What you have to do — Copy word for word the part of the differential expression chapter that begins with "We can further" and continues through "to normal group.".

Source passage —
········

Chapter 4 Differential Expression Analysis

This chapter focuses on differential expression analysis for cross-sectional studies, identifying proteins that differ significantly between groups using linear models.

4.1 Overview

Differential expression analysis answers the question: “Which protein abundance levels are significantly associated with a specific condition or phenotype?”

The lmNULISAseq() function:

  • Fits a linear model for each protein
  • Tests associations between protein levels and your primary variables of interest (e.g., Disease vs. Control)
  • Adjusts for covariates, ensuring that differences are attributed by the effect of interest
  • Corrects for multiple testing (Benjamini-Hochberg (BH) FDR, Bonferroni correction)

See complete function documentation and additional options, use ?lmNULISAseq().

4.2 Differential Expression

4.2.1 Group Comparison

The most basic analysis compares two groups:

# Compare disease vs normal (adjusting for sex and age)
lmTest <- lmNULISAseq(
  data = data$merged$Data_NPQ[, sample_list],
  sampleInfo = metadata %>% filter(SampleName %in% sample_list),
  sampleName_var = "SampleName",
  modelFormula = "disease_type + sex + age"
)

4.2.2 Understanding the Model

The formula "disease_type + sex + age" means:

  • disease_type: Variable of interest (which groups to compare)
  • sex + age: Covariates to adjust for (remove confounding effects)

The model fits: Protein Expression ~ disease_type + sex + age

4.3 Model Results

The function returns a list with:

# View structure
names(lmTest)
#> [1] "modelStats"
#> Preview of `lmTest$modelStats` Results Table (rounded to 3 digits):

4.3.1 Key Columns in Results

For each comparison (e.g., “disease_typeinflam” vs reference “normal”):

  • disease_typeinflam_coef: Effect size (log fold-change)
  • disease_typeinflam_pval: Raw p-value
  • disease_typeinflam_pval_FDR: FDR-adjusted p-value
  • disease_typeinflam_pval_bonf: Bonferroni-adjusted p-value
  • target: Target name

4.4 Finding Significant Proteins

Focusing on the comparison between Inflammation vs Normal, adjusting for age and sex. We will identify proteins that are significantly differentially expressed with FDR-adjusted p value < 0.05.

4.4.1 Filter by FDR Threshold

# Define significance threshold
fdr_threshold <- 0.05
fc_threshold <- 0.5  # Fold-change threshold (log scale)

# Find significant proteins for Inflammation vs Normal
sig_inflam <- lmTest$modelStats %>%
  filter(
    disease_typeinflam_pval_FDR < fdr_threshold,
    abs(disease_typeinflam_coef) > fc_threshold
  ) %>%
  arrange(disease_typeinflam_pval_FDR)
#> Significant proteins (Inflammation vs Normal): 94

4.4.2 Upregulated vs Downregulated

We can further identify significantly differentially expressed proteins that are either unregulated or down regulated in the inflammation group comparing to normal group.

········

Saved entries
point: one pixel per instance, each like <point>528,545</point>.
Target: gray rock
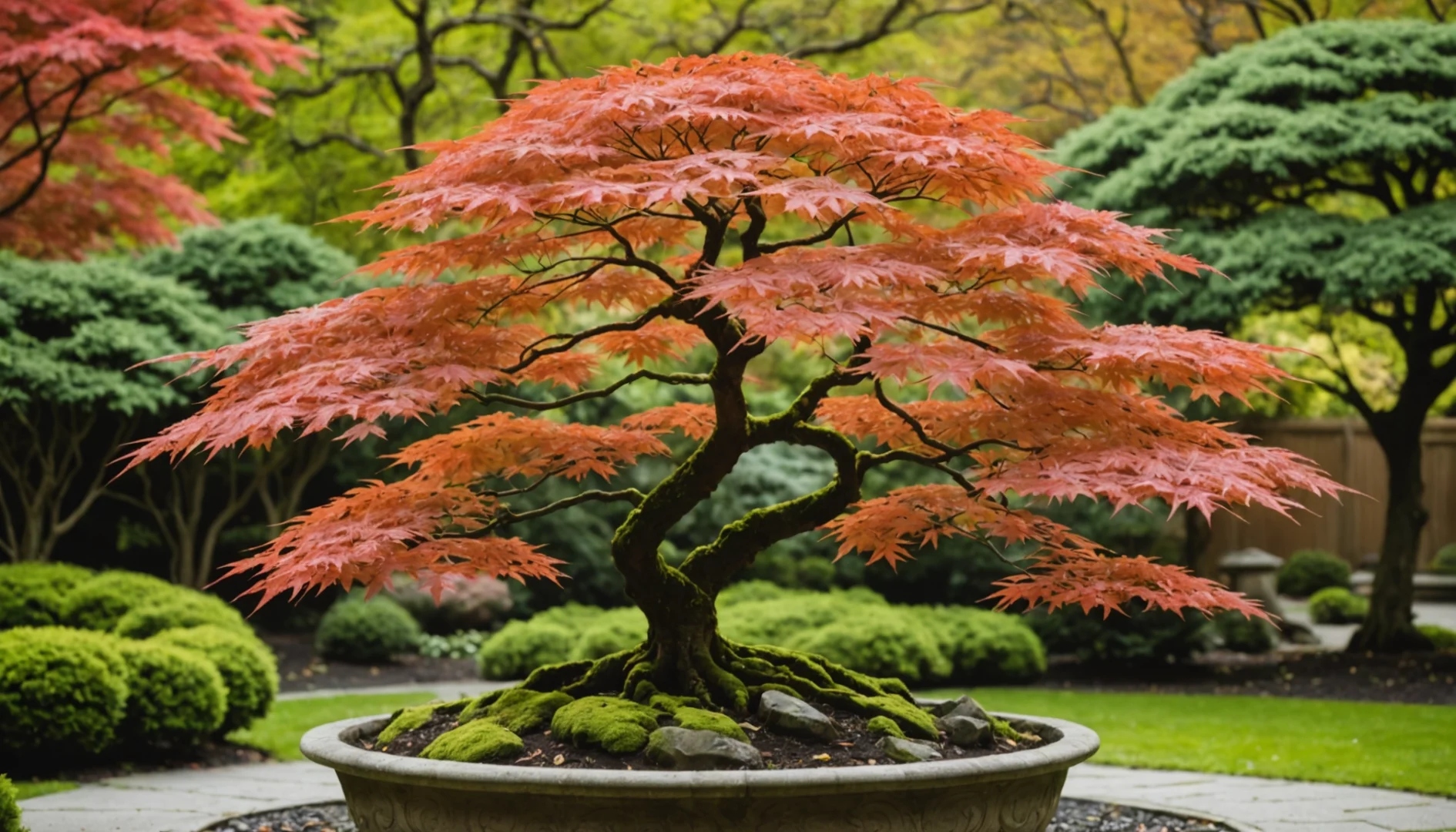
<point>788,716</point>
<point>907,751</point>
<point>966,732</point>
<point>686,750</point>
<point>963,707</point>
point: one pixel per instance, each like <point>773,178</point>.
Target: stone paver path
<point>191,800</point>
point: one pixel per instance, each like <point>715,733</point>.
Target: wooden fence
<point>1354,525</point>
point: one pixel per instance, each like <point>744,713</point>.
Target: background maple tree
<point>721,206</point>
<point>86,88</point>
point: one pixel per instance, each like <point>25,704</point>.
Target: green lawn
<point>1364,743</point>
<point>26,790</point>
<point>281,730</point>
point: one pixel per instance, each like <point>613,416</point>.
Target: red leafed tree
<point>723,204</point>
<point>89,85</point>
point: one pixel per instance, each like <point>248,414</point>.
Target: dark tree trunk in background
<point>1390,627</point>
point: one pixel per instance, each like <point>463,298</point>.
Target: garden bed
<point>857,746</point>
<point>1072,817</point>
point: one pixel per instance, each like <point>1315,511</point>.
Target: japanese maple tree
<point>724,204</point>
<point>89,85</point>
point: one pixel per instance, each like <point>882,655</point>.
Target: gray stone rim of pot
<point>330,745</point>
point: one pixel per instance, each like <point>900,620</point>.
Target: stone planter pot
<point>1004,793</point>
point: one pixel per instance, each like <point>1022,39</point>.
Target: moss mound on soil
<point>701,720</point>
<point>884,726</point>
<point>610,723</point>
<point>518,710</point>
<point>474,742</point>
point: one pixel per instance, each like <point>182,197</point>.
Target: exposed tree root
<point>730,676</point>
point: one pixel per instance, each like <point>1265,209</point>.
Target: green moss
<point>701,720</point>
<point>520,710</point>
<point>610,723</point>
<point>884,726</point>
<point>914,722</point>
<point>670,704</point>
<point>407,720</point>
<point>474,742</point>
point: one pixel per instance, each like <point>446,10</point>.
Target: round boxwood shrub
<point>1308,572</point>
<point>884,642</point>
<point>31,595</point>
<point>1444,560</point>
<point>99,602</point>
<point>183,608</point>
<point>60,693</point>
<point>176,697</point>
<point>366,631</point>
<point>1337,605</point>
<point>985,647</point>
<point>523,646</point>
<point>1442,639</point>
<point>612,631</point>
<point>250,670</point>
<point>1245,634</point>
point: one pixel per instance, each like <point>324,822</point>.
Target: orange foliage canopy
<point>716,206</point>
<point>88,83</point>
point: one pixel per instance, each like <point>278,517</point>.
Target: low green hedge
<point>175,697</point>
<point>9,809</point>
<point>145,662</point>
<point>31,595</point>
<point>62,694</point>
<point>1337,605</point>
<point>366,631</point>
<point>1308,572</point>
<point>858,629</point>
<point>250,670</point>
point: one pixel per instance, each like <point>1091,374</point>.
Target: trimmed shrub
<point>9,809</point>
<point>1136,637</point>
<point>463,605</point>
<point>1337,605</point>
<point>985,647</point>
<point>99,602</point>
<point>523,646</point>
<point>176,697</point>
<point>366,631</point>
<point>1442,639</point>
<point>886,642</point>
<point>250,670</point>
<point>60,693</point>
<point>1308,572</point>
<point>1444,560</point>
<point>184,608</point>
<point>612,631</point>
<point>31,595</point>
<point>1245,634</point>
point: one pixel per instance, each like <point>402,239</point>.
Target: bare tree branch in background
<point>411,75</point>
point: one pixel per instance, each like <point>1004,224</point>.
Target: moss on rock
<point>474,742</point>
<point>884,726</point>
<point>518,710</point>
<point>610,723</point>
<point>701,720</point>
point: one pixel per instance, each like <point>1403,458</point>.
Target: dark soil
<point>133,761</point>
<point>1364,678</point>
<point>299,669</point>
<point>1072,817</point>
<point>778,751</point>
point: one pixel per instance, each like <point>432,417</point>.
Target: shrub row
<point>857,629</point>
<point>112,660</point>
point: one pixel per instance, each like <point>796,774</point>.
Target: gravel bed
<point>1072,817</point>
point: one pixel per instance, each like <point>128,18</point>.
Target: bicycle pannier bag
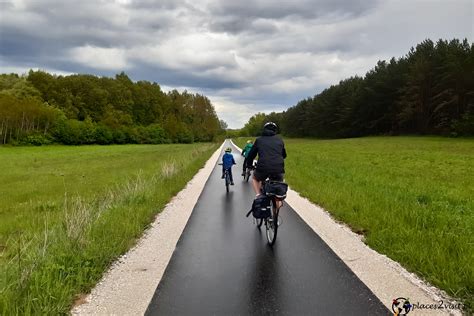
<point>277,189</point>
<point>261,207</point>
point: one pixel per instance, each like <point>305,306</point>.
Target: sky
<point>246,56</point>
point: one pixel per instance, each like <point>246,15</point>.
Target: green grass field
<point>67,212</point>
<point>411,197</point>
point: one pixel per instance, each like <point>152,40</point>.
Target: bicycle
<point>248,172</point>
<point>226,178</point>
<point>276,191</point>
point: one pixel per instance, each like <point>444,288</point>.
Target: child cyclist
<point>227,163</point>
<point>245,153</point>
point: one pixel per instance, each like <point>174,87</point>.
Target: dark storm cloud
<point>246,55</point>
<point>307,9</point>
<point>240,16</point>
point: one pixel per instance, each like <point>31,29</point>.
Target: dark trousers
<point>230,173</point>
<point>245,165</point>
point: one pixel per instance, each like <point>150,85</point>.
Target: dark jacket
<point>271,153</point>
<point>228,161</point>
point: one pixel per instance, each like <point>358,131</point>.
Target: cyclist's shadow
<point>265,288</point>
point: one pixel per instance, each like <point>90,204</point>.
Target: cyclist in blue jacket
<point>227,163</point>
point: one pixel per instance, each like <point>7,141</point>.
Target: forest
<point>429,91</point>
<point>41,108</point>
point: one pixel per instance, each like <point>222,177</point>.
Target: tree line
<point>41,108</point>
<point>430,90</point>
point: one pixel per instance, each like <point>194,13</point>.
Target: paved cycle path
<point>222,264</point>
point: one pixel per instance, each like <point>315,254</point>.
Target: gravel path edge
<point>128,286</point>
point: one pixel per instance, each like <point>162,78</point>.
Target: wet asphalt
<point>222,264</point>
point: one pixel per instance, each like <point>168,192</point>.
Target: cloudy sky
<point>247,56</point>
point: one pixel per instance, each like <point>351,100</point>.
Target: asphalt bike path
<point>222,264</point>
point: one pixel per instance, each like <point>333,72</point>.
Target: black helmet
<point>271,126</point>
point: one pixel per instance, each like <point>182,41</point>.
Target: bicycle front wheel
<point>272,225</point>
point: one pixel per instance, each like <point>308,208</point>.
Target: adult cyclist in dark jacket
<point>271,154</point>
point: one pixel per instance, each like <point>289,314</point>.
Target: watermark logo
<point>401,306</point>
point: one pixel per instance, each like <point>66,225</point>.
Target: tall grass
<point>59,236</point>
<point>411,197</point>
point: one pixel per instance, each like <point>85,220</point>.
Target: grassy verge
<point>67,212</point>
<point>411,197</point>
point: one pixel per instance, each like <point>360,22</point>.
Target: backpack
<point>277,189</point>
<point>260,207</point>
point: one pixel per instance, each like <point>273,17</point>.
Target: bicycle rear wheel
<point>271,225</point>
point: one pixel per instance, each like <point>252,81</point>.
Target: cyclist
<point>245,153</point>
<point>227,163</point>
<point>271,154</point>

········

Your response —
We can further identify significantly differentially expressed proteins that are either unregulated or down regulated in the inflammation group comparing to normal group.